Print exactly the lines below between the line holding "box: [202, 161, 212, 166]" and the line holding "negative clicks: (134, 60)", inclusive, and nothing more.

##### Data under study

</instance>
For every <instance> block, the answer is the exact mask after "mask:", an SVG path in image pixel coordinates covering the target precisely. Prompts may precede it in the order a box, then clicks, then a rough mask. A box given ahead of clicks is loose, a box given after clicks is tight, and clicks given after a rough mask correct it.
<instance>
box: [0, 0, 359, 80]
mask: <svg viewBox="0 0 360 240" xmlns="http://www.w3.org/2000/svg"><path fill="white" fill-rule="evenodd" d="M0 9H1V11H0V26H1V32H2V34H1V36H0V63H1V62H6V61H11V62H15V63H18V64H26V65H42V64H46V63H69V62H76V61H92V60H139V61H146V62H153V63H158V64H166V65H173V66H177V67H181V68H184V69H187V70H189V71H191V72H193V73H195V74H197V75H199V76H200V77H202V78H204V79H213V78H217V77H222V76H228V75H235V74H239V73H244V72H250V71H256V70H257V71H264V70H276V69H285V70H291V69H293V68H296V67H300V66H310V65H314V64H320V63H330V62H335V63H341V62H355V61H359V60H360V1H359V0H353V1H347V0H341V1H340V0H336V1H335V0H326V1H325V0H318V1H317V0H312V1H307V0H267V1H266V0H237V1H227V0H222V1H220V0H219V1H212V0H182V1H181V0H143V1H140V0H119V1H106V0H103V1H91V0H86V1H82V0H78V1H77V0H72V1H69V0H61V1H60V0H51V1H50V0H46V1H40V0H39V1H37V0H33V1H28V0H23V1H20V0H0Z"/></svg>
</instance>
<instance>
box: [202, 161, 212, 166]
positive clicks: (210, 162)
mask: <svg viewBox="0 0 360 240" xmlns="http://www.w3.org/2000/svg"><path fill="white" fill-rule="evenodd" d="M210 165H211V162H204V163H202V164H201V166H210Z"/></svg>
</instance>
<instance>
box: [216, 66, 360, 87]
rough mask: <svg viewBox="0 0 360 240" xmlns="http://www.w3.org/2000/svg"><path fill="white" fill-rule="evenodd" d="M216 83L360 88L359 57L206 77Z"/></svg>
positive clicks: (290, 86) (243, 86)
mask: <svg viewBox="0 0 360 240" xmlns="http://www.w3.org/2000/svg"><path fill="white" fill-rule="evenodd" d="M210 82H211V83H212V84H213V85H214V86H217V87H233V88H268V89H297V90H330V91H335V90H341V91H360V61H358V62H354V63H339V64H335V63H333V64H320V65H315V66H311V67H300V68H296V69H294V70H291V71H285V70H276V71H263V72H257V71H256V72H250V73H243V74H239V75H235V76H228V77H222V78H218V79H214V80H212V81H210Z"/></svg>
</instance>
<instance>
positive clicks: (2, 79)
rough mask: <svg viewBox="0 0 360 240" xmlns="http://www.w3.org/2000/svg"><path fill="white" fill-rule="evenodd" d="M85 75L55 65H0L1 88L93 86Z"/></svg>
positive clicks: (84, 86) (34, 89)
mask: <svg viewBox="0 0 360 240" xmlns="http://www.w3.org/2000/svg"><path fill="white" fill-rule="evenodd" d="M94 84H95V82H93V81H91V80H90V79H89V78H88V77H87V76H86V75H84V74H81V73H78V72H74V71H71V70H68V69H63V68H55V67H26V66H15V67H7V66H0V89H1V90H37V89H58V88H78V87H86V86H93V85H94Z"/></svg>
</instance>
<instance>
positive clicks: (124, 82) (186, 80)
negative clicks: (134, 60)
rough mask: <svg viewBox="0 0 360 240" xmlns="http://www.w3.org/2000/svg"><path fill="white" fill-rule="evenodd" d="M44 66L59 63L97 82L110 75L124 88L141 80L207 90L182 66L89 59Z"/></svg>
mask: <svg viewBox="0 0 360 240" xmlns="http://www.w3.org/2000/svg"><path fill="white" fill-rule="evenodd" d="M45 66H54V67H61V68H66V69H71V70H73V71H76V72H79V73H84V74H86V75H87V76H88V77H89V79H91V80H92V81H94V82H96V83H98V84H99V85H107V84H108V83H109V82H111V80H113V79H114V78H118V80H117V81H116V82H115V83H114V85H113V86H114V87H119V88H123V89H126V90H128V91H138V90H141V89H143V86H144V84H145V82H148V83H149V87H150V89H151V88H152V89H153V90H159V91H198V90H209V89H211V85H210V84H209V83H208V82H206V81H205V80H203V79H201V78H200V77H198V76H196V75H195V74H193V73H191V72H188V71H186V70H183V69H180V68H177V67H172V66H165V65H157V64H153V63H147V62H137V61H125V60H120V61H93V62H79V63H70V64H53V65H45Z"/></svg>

##########
##### Data under study

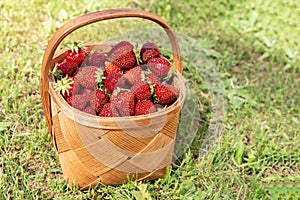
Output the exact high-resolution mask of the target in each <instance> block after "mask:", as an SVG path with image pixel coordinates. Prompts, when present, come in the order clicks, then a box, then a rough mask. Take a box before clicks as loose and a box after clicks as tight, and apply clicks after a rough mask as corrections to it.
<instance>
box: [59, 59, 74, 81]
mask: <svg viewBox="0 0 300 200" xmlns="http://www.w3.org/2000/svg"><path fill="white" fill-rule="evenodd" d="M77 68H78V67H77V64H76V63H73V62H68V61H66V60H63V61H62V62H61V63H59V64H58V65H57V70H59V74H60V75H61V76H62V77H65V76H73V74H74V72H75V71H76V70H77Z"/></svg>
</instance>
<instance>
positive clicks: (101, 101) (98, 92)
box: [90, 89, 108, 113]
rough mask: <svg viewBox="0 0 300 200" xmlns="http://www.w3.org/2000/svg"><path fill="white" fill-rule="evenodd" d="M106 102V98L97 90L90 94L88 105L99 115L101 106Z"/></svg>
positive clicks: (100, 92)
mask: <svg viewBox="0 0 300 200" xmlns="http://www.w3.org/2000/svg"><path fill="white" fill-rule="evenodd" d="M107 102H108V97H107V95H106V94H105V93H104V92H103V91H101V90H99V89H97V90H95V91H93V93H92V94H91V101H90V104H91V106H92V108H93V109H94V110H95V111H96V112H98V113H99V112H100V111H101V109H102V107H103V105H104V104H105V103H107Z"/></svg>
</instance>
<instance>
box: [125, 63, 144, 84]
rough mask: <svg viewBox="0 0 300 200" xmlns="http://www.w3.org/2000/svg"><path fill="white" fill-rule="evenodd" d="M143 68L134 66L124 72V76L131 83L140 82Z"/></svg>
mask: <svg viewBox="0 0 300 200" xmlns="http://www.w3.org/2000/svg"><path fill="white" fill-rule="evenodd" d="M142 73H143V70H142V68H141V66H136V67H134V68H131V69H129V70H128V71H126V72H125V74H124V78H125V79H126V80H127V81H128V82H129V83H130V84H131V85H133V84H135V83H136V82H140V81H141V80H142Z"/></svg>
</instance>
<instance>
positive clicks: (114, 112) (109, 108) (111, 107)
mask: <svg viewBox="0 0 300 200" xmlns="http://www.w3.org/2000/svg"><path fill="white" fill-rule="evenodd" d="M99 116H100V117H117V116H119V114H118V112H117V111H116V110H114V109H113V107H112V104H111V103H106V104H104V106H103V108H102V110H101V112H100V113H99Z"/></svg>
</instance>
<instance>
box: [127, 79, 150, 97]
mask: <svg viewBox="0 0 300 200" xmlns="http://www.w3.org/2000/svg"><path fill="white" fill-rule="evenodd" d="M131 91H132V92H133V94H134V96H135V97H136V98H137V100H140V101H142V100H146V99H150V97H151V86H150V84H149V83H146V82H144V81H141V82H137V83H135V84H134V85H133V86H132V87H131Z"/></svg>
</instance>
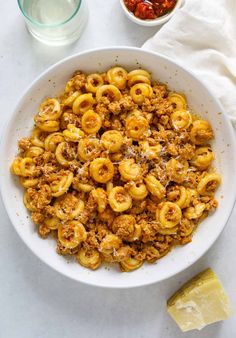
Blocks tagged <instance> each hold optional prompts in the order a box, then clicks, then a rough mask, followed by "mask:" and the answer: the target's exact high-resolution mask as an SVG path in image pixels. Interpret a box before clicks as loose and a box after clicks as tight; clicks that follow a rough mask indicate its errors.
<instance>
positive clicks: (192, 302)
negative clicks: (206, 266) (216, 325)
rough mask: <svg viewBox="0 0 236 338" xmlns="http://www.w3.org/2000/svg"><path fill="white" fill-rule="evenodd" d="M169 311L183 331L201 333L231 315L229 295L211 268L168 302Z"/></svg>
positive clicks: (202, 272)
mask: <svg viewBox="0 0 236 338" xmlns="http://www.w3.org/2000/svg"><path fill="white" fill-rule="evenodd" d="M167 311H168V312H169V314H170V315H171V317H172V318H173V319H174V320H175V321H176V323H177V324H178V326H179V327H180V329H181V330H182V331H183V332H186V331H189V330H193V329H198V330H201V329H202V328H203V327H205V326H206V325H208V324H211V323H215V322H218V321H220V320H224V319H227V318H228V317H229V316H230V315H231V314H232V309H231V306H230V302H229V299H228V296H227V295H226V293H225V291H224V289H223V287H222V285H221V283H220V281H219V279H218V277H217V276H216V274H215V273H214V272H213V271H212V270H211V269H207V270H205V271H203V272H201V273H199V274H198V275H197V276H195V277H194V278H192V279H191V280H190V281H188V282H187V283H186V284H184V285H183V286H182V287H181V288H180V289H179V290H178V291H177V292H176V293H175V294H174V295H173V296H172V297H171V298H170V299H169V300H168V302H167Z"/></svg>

##########

Response to this task >>
box: [202, 161, 212, 166]
positive clicks: (210, 162)
mask: <svg viewBox="0 0 360 240" xmlns="http://www.w3.org/2000/svg"><path fill="white" fill-rule="evenodd" d="M210 165H211V162H204V163H202V164H201V166H210Z"/></svg>
</instance>
<instance>
box: [216, 66, 360, 87]
rough mask: <svg viewBox="0 0 360 240" xmlns="http://www.w3.org/2000/svg"><path fill="white" fill-rule="evenodd" d="M216 83L360 88L359 57L206 77Z"/></svg>
positive clicks: (290, 86) (243, 86)
mask: <svg viewBox="0 0 360 240" xmlns="http://www.w3.org/2000/svg"><path fill="white" fill-rule="evenodd" d="M210 82H211V83H212V84H213V85H214V86H217V87H233V88H268V89H297V90H330V91H335V90H341V91H360V61H358V62H354V63H339V64H335V63H333V64H320V65H315V66H311V67H300V68H296V69H294V70H291V71H285V70H276V71H263V72H257V71H256V72H250V73H243V74H239V75H235V76H228V77H222V78H218V79H214V80H212V81H210Z"/></svg>
</instance>
<instance>
positive clicks: (2, 79)
rough mask: <svg viewBox="0 0 360 240" xmlns="http://www.w3.org/2000/svg"><path fill="white" fill-rule="evenodd" d="M85 75L55 65H0L1 88L93 86Z"/></svg>
positive clicks: (84, 86) (34, 89)
mask: <svg viewBox="0 0 360 240" xmlns="http://www.w3.org/2000/svg"><path fill="white" fill-rule="evenodd" d="M94 84H95V82H93V81H91V80H90V79H89V78H88V77H87V76H86V75H84V74H81V73H78V72H74V71H71V70H68V69H63V68H55V67H26V66H15V67H7V66H0V89H1V90H37V89H58V88H78V87H86V86H93V85H94Z"/></svg>
</instance>
<instance>
positive clicks: (124, 82) (186, 80)
negative clicks: (134, 60)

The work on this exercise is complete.